Problem details:
Write out each of the entries below word for word, changing nothing.

START Input rows

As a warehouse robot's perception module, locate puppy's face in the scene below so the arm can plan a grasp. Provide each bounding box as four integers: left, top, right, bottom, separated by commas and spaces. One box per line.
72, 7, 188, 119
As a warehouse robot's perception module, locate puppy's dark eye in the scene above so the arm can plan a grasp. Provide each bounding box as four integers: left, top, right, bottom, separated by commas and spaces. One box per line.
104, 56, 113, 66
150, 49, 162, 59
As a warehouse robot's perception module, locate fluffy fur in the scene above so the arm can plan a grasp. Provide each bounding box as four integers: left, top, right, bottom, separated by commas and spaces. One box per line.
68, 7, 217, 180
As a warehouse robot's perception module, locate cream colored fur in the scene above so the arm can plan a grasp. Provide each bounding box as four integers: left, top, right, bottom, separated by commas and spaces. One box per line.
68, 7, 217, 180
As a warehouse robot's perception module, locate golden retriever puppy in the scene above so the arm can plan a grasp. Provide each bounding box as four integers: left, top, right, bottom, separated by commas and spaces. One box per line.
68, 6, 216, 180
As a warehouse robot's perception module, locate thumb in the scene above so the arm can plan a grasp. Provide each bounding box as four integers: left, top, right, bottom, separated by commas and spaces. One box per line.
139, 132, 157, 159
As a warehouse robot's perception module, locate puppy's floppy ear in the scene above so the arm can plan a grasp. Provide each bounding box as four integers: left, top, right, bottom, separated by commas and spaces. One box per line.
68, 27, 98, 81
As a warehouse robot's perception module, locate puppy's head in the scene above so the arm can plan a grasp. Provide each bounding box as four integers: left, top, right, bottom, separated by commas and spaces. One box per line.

END Input rows

Solved exercise:
As a warehouse robot's perception module, locate puppy's face in the scene below so the arm can plan a grasp. Provide each bounding box as four integers: left, top, right, bottom, separated by commas and spaces. One box per line.
72, 7, 188, 119
As a warehouse robot's perception module, locate puppy's dark eye in the scene above so the arm can plan a grasp. Provide each bounding box as four integers: left, top, right, bottom, separated by commas and spaces. One box per line.
104, 56, 113, 66
150, 49, 162, 59
As a warehouse robot's perception module, locate fluffy fur in the scene above so the arm can plan a grasp. Provide each bounding box as four integers: left, top, right, bottom, separated by commas and spaces. One box per line.
68, 7, 217, 180
As a warehouse robot's perception module, locate cream colored fur in the scene above so the arm can plan a grasp. Provide each bounding box as four integers: left, top, right, bottom, separated by commas and spaces. One box per line.
68, 7, 217, 180
As a warehouse robot's perception module, locate golden retriever puppy in the scene above so the arm can plan a grasp. Provide each bounding box as four integers: left, top, right, bottom, separated by commas and spaces. One box per line.
68, 6, 216, 180
As a warehouse robot's perception module, locate thumb in the scene above so the arm can plan a grasp. Provide each bounding box as four integers: left, top, right, bottom, separated by commas and spaces. One box per line.
139, 132, 157, 159
As a warehouse robot's perception module, locate puppy's floppy ear in the scene above so the arm can plan a grasp. Provide each bounding box as four integers: left, top, right, bottom, separated by commas and spaces. One box per line.
68, 27, 98, 81
As a warehouse robot's perception module, locate puppy's head in the scene above so the arm can plan a grasp. Provide each bounding box as four integers: left, top, right, bottom, separated by commas and spaces. One box per line.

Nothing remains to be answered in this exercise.